### [MATERIAL SUPPLIED]
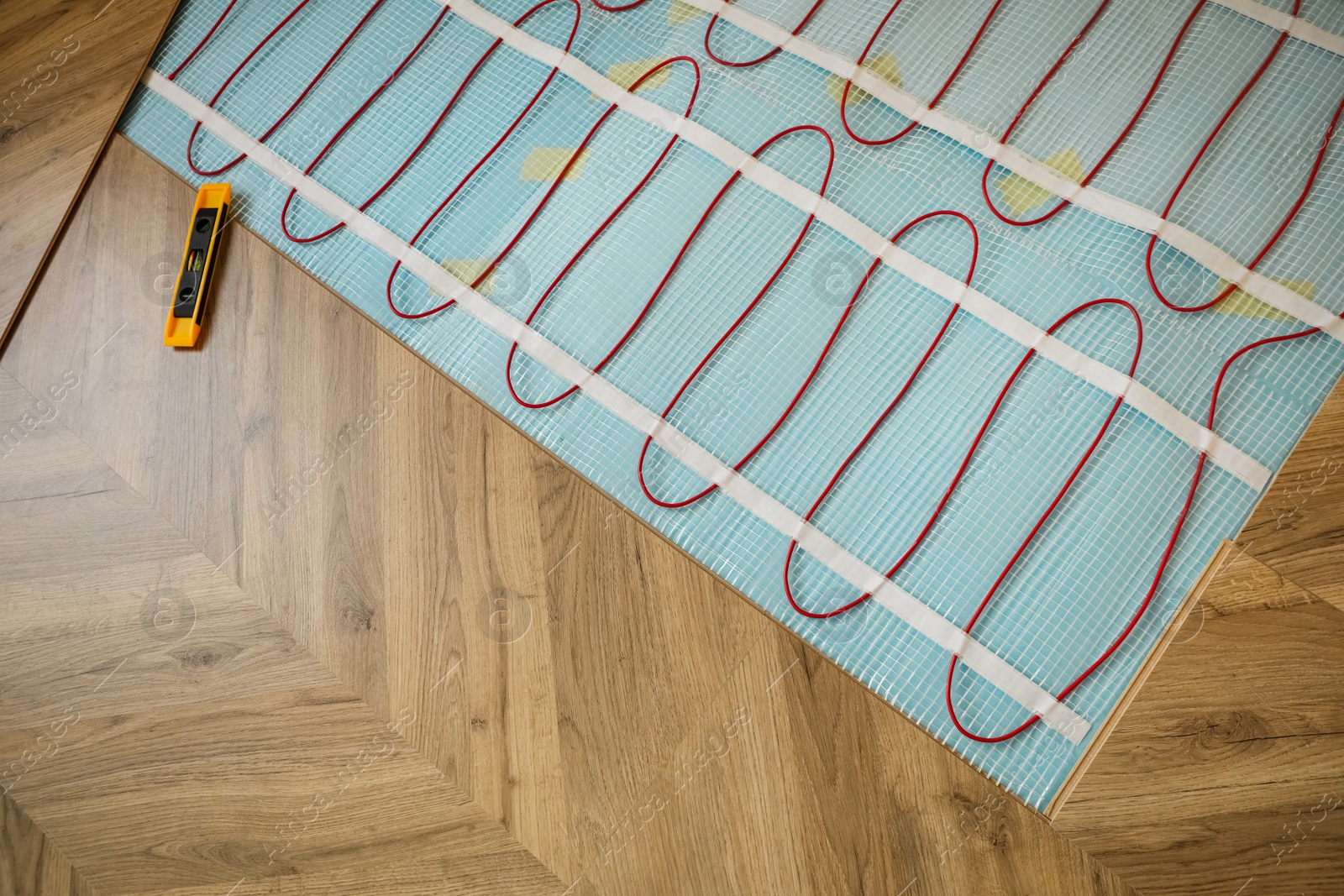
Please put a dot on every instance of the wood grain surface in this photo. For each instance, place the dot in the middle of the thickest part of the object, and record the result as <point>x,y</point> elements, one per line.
<point>66,71</point>
<point>1226,773</point>
<point>1299,527</point>
<point>631,721</point>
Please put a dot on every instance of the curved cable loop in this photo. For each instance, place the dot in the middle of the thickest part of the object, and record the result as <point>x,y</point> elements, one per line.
<point>947,85</point>
<point>433,128</point>
<point>593,238</point>
<point>1283,228</point>
<point>1116,144</point>
<point>356,116</point>
<point>605,7</point>
<point>748,63</point>
<point>293,107</point>
<point>746,312</point>
<point>483,160</point>
<point>1162,564</point>
<point>877,425</point>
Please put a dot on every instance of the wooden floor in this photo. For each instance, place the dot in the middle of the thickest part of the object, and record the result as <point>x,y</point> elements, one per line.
<point>602,701</point>
<point>293,613</point>
<point>67,69</point>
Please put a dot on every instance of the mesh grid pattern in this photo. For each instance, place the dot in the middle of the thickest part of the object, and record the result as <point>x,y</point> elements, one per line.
<point>1084,575</point>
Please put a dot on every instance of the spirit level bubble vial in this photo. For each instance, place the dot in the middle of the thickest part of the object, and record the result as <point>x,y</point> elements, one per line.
<point>198,265</point>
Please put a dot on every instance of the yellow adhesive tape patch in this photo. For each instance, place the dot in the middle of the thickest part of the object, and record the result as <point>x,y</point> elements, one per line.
<point>884,65</point>
<point>468,269</point>
<point>1023,195</point>
<point>1242,304</point>
<point>682,13</point>
<point>546,164</point>
<point>627,73</point>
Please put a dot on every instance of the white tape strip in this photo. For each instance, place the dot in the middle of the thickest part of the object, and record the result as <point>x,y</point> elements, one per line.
<point>942,631</point>
<point>1300,29</point>
<point>1095,201</point>
<point>987,309</point>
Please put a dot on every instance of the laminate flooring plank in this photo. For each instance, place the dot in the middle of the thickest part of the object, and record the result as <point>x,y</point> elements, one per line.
<point>561,658</point>
<point>1299,526</point>
<point>1226,770</point>
<point>67,67</point>
<point>178,736</point>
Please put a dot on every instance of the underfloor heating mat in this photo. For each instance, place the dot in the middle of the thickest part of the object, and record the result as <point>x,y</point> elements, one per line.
<point>956,333</point>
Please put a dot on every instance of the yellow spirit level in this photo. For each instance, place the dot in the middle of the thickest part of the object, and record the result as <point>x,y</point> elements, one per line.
<point>198,265</point>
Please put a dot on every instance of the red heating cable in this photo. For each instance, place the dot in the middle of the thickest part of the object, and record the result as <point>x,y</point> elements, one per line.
<point>816,365</point>
<point>1269,244</point>
<point>1133,120</point>
<point>956,481</point>
<point>882,418</point>
<point>967,458</point>
<point>746,312</point>
<point>1158,575</point>
<point>1124,134</point>
<point>669,271</point>
<point>546,199</point>
<point>242,65</point>
<point>593,237</point>
<point>947,85</point>
<point>709,29</point>
<point>434,128</point>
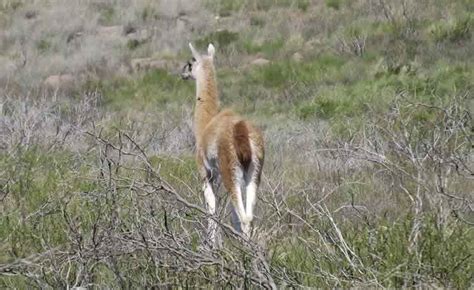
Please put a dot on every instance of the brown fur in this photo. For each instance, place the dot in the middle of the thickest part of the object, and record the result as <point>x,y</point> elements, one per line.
<point>242,144</point>
<point>224,141</point>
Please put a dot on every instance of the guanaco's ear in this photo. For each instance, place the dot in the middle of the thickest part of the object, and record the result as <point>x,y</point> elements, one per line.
<point>211,50</point>
<point>196,55</point>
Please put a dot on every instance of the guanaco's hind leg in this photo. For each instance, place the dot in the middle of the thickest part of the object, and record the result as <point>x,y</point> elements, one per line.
<point>211,208</point>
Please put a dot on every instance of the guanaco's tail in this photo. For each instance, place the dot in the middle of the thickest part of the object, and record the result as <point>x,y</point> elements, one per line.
<point>242,144</point>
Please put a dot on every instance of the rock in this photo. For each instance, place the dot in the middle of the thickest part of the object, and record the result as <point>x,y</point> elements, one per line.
<point>260,62</point>
<point>297,57</point>
<point>59,81</point>
<point>110,31</point>
<point>139,35</point>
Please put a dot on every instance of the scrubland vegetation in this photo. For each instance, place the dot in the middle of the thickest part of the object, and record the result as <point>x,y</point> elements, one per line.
<point>366,107</point>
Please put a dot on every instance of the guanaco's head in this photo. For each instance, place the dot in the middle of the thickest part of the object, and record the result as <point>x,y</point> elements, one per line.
<point>199,63</point>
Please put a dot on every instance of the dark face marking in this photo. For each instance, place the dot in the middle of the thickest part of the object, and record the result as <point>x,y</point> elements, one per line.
<point>187,71</point>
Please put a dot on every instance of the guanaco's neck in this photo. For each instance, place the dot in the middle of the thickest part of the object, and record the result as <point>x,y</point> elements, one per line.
<point>207,99</point>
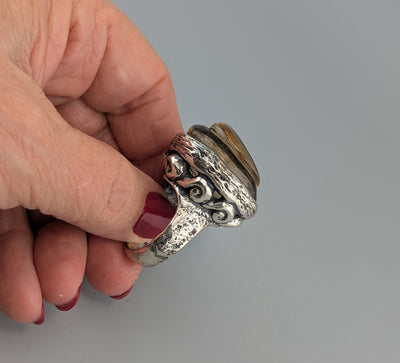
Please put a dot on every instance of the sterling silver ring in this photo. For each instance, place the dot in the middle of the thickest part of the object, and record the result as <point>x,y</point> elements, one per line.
<point>211,180</point>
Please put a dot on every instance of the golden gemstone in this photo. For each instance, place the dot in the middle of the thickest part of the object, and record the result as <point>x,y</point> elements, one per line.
<point>224,141</point>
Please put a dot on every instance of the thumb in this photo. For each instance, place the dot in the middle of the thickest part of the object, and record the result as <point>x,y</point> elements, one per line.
<point>50,166</point>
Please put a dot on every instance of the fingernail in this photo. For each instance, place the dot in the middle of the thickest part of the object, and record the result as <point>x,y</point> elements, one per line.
<point>40,321</point>
<point>72,303</point>
<point>125,294</point>
<point>155,217</point>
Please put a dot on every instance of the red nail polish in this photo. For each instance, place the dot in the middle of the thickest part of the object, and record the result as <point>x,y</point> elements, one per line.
<point>125,294</point>
<point>40,321</point>
<point>72,303</point>
<point>155,217</point>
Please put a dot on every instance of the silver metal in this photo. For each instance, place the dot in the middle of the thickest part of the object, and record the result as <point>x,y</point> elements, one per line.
<point>204,191</point>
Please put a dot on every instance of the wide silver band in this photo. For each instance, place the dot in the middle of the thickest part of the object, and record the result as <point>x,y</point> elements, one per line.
<point>204,192</point>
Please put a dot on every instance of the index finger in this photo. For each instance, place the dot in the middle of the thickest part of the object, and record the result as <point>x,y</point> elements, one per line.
<point>134,88</point>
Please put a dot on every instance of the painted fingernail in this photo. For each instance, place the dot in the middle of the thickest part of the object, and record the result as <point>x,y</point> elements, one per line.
<point>72,303</point>
<point>40,321</point>
<point>155,217</point>
<point>125,294</point>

### [AIM OF THE TASK]
Copy the records word for word, from the line with "Please put a dot on every instance of the laminate" up to and including the line with "<point>1226,770</point>".

### [RESULT FOR THIS EXERCISE]
Please put a dot on every instance of the laminate flooring plank in this photo. For each instance, place the dot in the middle of the thickest part of the object, and record the result as <point>x,y</point> elements, one per line.
<point>561,658</point>
<point>1299,526</point>
<point>1226,770</point>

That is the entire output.